— begin DATASET RECORDS —

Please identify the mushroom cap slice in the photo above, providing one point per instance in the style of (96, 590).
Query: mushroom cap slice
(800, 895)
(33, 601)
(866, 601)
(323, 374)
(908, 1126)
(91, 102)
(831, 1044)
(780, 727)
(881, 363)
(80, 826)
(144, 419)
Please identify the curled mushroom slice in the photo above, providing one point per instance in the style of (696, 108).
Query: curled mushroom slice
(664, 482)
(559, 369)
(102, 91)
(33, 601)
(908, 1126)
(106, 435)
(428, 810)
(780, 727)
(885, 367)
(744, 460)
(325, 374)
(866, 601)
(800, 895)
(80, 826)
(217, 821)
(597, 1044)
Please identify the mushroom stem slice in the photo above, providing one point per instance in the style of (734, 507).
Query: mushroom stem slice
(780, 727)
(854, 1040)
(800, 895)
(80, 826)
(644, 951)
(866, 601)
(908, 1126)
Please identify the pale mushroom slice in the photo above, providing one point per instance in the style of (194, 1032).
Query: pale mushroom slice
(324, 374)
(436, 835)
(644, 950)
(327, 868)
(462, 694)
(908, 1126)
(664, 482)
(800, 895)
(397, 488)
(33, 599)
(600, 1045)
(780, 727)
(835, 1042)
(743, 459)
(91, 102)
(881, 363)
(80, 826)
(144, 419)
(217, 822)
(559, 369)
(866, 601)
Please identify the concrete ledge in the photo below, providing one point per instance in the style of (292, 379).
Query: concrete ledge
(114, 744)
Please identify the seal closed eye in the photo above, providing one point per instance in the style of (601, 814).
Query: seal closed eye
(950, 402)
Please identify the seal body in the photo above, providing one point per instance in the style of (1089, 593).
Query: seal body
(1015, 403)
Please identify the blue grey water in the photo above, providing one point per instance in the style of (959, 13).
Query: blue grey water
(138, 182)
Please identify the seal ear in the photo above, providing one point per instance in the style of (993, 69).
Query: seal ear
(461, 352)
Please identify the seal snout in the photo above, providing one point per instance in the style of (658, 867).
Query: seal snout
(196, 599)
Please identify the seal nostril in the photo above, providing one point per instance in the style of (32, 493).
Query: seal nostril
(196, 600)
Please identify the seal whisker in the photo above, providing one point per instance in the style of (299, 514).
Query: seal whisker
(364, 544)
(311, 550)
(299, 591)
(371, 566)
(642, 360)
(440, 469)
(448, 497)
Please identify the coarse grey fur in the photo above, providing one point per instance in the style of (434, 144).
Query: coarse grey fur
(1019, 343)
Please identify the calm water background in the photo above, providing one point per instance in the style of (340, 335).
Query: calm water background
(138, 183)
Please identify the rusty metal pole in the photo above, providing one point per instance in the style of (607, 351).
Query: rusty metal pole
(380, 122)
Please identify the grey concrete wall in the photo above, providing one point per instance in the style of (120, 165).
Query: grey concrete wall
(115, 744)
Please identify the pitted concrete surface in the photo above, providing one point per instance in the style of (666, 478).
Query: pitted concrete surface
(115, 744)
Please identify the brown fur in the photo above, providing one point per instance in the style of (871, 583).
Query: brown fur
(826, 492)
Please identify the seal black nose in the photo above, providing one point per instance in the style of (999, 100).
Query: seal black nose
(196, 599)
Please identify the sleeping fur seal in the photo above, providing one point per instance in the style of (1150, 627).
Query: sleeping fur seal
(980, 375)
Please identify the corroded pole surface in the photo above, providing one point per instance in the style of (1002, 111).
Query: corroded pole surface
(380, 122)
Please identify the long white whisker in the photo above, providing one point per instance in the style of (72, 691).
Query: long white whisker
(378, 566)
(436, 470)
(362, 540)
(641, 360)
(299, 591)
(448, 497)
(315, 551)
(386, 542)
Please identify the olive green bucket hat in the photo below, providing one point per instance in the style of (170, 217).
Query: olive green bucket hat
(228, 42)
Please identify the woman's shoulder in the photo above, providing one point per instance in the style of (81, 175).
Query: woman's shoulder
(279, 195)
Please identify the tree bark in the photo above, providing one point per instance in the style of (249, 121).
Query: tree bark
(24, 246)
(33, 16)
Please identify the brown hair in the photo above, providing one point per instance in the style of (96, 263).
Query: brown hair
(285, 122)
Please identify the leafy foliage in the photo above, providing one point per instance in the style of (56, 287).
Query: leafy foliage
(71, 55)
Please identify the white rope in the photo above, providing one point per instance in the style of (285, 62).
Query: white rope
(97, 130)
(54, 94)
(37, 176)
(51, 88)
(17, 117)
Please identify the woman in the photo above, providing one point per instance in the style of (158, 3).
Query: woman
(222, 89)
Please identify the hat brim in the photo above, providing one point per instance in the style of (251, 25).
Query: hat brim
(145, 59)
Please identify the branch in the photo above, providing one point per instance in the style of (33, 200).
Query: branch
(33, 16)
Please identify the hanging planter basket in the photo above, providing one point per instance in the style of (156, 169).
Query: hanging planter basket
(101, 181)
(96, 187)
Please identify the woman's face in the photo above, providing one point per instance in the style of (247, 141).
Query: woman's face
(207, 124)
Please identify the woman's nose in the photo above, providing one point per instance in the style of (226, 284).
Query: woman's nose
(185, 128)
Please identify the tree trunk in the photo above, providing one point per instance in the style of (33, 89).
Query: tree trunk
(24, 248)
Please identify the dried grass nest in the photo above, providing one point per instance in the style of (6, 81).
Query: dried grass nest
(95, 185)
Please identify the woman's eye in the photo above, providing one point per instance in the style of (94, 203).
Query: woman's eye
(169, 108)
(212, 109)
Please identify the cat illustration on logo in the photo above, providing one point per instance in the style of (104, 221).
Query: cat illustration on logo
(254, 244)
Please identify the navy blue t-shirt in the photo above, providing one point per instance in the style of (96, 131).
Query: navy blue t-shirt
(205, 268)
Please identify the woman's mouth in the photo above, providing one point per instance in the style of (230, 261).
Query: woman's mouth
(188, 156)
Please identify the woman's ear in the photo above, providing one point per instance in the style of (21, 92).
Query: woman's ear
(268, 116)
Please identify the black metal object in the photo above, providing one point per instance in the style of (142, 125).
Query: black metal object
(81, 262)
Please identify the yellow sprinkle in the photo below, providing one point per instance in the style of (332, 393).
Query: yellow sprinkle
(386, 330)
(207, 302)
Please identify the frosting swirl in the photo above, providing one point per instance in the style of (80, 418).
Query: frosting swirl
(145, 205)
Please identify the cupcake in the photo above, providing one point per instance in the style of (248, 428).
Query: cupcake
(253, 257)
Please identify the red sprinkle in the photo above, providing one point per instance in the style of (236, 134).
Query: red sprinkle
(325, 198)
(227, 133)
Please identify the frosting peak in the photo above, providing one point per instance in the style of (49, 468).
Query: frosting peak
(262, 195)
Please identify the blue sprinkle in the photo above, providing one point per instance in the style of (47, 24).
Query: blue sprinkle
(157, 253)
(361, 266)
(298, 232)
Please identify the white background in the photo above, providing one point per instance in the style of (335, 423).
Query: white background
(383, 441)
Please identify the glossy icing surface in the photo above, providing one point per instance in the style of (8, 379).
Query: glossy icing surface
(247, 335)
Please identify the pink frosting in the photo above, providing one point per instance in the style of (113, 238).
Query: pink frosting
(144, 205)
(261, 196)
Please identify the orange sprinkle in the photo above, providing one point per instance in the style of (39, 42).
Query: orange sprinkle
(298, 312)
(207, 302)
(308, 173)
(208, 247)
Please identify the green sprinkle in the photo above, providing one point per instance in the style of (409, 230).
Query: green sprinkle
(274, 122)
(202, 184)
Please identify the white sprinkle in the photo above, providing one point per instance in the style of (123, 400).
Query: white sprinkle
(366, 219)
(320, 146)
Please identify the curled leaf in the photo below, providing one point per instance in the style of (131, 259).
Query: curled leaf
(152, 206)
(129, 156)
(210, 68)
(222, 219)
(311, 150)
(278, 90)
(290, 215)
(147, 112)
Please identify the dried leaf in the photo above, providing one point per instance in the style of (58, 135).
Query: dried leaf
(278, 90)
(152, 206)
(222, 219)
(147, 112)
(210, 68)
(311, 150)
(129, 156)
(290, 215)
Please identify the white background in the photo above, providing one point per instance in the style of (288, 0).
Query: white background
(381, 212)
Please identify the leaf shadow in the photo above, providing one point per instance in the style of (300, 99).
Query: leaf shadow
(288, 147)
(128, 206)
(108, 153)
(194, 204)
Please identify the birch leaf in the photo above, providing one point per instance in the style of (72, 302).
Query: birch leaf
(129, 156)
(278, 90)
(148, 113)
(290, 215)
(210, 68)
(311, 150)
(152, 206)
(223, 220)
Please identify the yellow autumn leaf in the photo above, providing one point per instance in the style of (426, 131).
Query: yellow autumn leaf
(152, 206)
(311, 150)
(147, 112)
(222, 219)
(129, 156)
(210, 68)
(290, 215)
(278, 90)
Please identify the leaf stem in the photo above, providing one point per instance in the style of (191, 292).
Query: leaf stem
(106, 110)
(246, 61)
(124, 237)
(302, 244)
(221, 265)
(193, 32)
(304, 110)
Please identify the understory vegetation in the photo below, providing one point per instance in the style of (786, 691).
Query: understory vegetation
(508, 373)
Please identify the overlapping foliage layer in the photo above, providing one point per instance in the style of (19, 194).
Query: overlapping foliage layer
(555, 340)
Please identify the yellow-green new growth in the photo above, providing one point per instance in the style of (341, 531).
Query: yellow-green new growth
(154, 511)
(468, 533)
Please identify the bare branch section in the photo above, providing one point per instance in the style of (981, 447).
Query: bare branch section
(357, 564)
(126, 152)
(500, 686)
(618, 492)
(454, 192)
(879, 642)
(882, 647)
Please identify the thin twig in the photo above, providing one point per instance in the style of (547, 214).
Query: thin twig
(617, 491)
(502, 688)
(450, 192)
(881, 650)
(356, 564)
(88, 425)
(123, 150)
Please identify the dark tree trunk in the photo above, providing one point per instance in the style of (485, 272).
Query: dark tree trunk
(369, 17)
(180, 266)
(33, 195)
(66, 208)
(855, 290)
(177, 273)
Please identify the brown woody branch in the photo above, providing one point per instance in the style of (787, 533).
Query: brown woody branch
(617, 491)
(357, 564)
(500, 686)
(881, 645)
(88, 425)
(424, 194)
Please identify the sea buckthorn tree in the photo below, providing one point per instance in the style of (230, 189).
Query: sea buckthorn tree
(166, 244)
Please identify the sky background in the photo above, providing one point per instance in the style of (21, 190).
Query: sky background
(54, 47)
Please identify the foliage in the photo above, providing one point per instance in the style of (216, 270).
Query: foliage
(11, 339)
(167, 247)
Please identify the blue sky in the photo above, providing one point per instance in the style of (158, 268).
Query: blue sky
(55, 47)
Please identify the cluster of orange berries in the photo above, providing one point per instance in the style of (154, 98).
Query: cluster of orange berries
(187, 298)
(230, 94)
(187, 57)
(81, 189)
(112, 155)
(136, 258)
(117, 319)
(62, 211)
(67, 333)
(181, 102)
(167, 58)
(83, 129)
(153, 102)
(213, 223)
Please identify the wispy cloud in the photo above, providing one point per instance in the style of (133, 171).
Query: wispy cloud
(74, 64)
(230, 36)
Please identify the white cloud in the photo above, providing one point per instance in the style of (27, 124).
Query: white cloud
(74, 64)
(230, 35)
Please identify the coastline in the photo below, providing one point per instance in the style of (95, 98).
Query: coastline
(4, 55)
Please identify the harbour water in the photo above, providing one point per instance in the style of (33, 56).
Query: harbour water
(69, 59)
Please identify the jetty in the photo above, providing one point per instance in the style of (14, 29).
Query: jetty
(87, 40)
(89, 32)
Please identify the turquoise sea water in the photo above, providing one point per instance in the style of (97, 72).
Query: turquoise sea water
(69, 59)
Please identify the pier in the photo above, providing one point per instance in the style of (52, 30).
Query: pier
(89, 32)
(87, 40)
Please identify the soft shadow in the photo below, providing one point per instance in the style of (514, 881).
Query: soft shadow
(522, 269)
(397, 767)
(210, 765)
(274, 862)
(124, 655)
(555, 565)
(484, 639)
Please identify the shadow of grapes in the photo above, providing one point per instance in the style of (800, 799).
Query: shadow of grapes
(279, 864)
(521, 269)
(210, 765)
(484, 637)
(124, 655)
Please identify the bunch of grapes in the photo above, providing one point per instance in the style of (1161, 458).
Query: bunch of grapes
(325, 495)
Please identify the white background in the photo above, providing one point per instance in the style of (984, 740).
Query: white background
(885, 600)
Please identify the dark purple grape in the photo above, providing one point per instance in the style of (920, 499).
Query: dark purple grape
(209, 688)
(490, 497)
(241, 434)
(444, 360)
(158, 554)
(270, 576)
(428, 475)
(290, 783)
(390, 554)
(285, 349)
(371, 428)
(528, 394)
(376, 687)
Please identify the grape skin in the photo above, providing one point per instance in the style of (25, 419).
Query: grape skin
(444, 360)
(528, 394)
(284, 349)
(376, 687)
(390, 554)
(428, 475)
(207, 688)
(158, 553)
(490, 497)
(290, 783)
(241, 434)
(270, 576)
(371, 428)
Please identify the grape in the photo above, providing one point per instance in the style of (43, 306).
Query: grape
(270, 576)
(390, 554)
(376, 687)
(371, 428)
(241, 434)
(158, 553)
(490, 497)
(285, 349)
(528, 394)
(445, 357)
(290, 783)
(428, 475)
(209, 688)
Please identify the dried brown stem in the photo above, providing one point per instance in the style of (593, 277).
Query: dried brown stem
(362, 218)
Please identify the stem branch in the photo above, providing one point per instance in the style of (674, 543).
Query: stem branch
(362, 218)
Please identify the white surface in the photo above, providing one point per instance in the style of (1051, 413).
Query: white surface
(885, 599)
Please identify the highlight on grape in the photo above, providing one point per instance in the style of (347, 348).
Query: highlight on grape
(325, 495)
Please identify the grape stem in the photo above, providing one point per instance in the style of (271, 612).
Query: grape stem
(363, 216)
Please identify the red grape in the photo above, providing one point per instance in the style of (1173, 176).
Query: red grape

— end DATASET RECORDS —

## TASK DETAILS
Quote the lines of the listing above that run from the line with "Please identify the grape skin" through its last line, both included, and nothing else.

## RESULT OF THIS TASK
Please identify the grape skin in the photo above, providing one point per instance in the style of (25, 419).
Query: grape skin
(444, 360)
(528, 394)
(284, 349)
(376, 687)
(390, 554)
(428, 475)
(207, 688)
(158, 553)
(490, 497)
(290, 783)
(241, 434)
(270, 576)
(371, 428)
Please identify the grape in the photo above, providing one point per instance in the style of (43, 306).
Query: grape
(270, 576)
(390, 554)
(376, 687)
(371, 428)
(241, 434)
(158, 553)
(490, 497)
(285, 349)
(528, 394)
(445, 357)
(290, 783)
(428, 475)
(209, 688)
Please identify the dried brown stem in the photo above, providing one point per instance in the style of (593, 277).
Query: dried brown stem
(362, 218)
Please identify the stem branch in the photo above, providing one point per instance in the style of (674, 543).
Query: stem branch
(362, 218)
Please identify the white surface in the photo above, providing one point per instance in the style of (1051, 413).
Query: white surface
(885, 599)
Please identify the highlight on grape in the photo above, providing one point per instance in the style of (347, 348).
Query: highlight on grape
(325, 495)
Please identify the grape stem in the photo above, providing one point per instance in the style of (271, 612).
Query: grape stem
(363, 216)
Please identify the red grape in the photo above, providing one point per instance in the style of (1173, 176).
Query: red grape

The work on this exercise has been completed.